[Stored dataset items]
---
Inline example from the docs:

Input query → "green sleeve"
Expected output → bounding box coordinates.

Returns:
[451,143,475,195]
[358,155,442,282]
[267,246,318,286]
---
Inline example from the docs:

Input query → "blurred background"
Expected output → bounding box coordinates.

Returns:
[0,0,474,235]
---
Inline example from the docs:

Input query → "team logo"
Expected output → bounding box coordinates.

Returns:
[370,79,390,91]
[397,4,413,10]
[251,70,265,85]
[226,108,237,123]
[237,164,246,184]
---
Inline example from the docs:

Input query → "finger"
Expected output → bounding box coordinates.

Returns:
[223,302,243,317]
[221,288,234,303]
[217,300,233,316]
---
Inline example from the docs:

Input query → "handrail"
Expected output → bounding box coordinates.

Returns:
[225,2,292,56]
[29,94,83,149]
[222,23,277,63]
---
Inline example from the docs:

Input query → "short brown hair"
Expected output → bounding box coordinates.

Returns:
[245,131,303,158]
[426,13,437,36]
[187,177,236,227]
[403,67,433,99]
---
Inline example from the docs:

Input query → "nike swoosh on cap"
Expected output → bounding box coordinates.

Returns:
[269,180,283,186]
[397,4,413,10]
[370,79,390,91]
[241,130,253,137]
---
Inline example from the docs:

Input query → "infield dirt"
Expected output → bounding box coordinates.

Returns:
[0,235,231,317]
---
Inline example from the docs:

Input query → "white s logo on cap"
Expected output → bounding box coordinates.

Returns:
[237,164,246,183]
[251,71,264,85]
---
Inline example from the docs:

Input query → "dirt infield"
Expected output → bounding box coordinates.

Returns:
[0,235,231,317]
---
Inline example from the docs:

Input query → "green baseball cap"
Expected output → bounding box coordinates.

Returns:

Task brief = Your answer must be a single number: the count of lines above that hold the word "infield".

Result of the task = 2